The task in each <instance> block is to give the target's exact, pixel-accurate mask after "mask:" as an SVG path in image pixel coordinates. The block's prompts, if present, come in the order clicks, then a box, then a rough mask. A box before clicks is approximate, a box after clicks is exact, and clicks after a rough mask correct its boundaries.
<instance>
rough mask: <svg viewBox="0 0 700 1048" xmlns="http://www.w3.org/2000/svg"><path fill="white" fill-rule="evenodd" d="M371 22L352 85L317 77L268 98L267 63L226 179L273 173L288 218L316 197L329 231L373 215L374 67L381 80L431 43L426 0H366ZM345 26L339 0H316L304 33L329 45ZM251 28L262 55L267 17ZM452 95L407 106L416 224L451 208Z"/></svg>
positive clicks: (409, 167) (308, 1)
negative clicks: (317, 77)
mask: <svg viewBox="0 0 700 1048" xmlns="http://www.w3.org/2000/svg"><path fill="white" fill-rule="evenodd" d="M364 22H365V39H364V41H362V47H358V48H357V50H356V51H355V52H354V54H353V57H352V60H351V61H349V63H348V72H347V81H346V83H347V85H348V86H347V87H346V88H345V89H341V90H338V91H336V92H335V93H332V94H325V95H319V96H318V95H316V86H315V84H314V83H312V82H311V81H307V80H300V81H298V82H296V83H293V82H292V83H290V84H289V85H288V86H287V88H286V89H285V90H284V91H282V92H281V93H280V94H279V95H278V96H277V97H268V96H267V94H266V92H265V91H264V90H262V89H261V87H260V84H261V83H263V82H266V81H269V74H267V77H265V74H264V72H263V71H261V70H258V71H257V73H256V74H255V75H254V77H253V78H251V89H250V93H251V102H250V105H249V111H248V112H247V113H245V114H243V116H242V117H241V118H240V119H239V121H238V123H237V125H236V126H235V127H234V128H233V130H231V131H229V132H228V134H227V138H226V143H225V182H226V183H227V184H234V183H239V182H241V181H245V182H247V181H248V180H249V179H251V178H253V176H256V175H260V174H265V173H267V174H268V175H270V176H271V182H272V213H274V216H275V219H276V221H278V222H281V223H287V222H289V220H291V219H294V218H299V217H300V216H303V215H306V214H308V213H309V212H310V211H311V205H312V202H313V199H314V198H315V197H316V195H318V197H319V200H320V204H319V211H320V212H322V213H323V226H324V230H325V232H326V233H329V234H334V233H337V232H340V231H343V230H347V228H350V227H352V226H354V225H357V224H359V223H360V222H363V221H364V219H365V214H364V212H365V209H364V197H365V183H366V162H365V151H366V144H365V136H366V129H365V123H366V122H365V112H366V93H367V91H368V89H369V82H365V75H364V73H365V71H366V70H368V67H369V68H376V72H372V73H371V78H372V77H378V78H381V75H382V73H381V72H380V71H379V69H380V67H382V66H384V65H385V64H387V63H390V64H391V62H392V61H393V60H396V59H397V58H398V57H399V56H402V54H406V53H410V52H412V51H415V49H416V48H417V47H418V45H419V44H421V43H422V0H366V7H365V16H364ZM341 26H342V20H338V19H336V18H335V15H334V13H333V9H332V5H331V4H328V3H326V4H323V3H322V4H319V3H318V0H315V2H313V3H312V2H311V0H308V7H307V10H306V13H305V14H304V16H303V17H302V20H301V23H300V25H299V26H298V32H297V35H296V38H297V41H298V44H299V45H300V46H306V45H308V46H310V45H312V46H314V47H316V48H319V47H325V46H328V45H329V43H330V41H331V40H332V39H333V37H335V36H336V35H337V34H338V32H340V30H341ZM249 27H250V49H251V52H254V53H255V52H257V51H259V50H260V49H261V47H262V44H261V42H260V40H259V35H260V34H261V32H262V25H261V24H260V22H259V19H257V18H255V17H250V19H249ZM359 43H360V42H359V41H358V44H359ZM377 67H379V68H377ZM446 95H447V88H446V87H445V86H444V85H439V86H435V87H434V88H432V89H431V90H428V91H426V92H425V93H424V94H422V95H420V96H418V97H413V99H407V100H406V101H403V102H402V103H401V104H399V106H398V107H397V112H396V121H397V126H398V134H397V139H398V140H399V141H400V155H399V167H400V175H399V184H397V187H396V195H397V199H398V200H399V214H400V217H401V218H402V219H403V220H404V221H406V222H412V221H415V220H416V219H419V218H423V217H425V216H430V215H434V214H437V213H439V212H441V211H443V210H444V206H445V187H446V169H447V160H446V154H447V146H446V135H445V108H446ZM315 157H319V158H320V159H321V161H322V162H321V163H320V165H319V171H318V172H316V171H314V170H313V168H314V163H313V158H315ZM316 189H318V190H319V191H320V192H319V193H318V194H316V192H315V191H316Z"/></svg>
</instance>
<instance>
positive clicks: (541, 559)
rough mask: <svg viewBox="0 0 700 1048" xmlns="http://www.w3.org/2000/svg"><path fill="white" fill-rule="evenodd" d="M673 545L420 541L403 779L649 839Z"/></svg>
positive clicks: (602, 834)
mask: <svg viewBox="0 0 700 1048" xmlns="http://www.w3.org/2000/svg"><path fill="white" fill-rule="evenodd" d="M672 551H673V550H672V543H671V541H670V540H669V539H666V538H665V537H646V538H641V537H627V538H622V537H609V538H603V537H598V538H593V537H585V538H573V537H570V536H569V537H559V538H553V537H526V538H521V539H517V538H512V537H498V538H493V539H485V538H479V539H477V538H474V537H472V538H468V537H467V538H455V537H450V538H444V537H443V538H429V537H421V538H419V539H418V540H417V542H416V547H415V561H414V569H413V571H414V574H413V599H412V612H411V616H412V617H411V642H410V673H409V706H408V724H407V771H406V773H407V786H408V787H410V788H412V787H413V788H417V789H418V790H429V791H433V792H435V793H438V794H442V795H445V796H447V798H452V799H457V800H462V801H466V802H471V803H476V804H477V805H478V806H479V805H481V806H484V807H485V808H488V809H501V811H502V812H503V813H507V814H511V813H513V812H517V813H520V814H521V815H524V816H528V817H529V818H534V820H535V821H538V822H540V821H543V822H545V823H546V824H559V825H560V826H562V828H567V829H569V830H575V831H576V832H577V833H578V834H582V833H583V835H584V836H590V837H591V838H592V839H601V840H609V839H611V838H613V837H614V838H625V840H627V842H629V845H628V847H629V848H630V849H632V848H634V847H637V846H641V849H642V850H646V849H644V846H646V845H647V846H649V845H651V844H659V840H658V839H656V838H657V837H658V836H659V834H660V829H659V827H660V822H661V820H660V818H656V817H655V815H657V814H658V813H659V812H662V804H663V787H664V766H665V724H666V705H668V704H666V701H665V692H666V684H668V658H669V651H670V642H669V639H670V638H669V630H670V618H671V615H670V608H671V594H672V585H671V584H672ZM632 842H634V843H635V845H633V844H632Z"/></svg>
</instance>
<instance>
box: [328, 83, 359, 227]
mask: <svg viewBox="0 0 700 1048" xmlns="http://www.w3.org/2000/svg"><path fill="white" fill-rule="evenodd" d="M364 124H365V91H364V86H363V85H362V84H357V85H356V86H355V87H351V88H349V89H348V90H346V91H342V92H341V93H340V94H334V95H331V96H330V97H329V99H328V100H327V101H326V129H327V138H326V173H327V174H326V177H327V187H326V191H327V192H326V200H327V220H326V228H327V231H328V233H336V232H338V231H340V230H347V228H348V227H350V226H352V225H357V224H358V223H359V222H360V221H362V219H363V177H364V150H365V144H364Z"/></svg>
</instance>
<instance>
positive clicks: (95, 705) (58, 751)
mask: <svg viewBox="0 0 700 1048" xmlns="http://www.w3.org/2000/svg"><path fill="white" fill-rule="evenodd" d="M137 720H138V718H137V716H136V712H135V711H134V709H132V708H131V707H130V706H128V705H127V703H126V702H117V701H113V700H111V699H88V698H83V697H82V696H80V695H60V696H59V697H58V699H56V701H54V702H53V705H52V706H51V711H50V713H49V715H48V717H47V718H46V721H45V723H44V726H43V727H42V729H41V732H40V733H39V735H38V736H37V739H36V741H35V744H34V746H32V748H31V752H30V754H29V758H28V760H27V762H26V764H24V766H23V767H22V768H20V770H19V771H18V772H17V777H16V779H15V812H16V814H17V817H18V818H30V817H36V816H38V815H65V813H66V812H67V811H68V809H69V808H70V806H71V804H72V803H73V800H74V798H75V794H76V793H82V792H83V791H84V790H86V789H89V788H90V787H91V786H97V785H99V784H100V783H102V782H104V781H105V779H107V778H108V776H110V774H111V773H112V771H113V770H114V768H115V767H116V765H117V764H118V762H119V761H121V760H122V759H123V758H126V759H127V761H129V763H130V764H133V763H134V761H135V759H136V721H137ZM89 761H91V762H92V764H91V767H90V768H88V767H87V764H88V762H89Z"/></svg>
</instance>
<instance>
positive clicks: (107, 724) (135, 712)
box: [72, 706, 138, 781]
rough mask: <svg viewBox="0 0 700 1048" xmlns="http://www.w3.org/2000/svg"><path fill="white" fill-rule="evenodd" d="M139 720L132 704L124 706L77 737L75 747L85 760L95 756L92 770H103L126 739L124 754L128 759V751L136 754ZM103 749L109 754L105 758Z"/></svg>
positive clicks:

Problem requirements:
Rewrite the stretch from the line containing "720L132 704L124 706L77" through the end of the records, changing "positive clicks" to "foreground clicks" and leaving everything else the same. Return only those lines.

The completed task:
rough mask: <svg viewBox="0 0 700 1048" xmlns="http://www.w3.org/2000/svg"><path fill="white" fill-rule="evenodd" d="M139 720L132 704L124 706L77 737L75 747L85 760L95 756L92 770H103L126 739L124 754L128 759V751L136 754ZM103 749L109 754L105 758Z"/></svg>
foreground clicks:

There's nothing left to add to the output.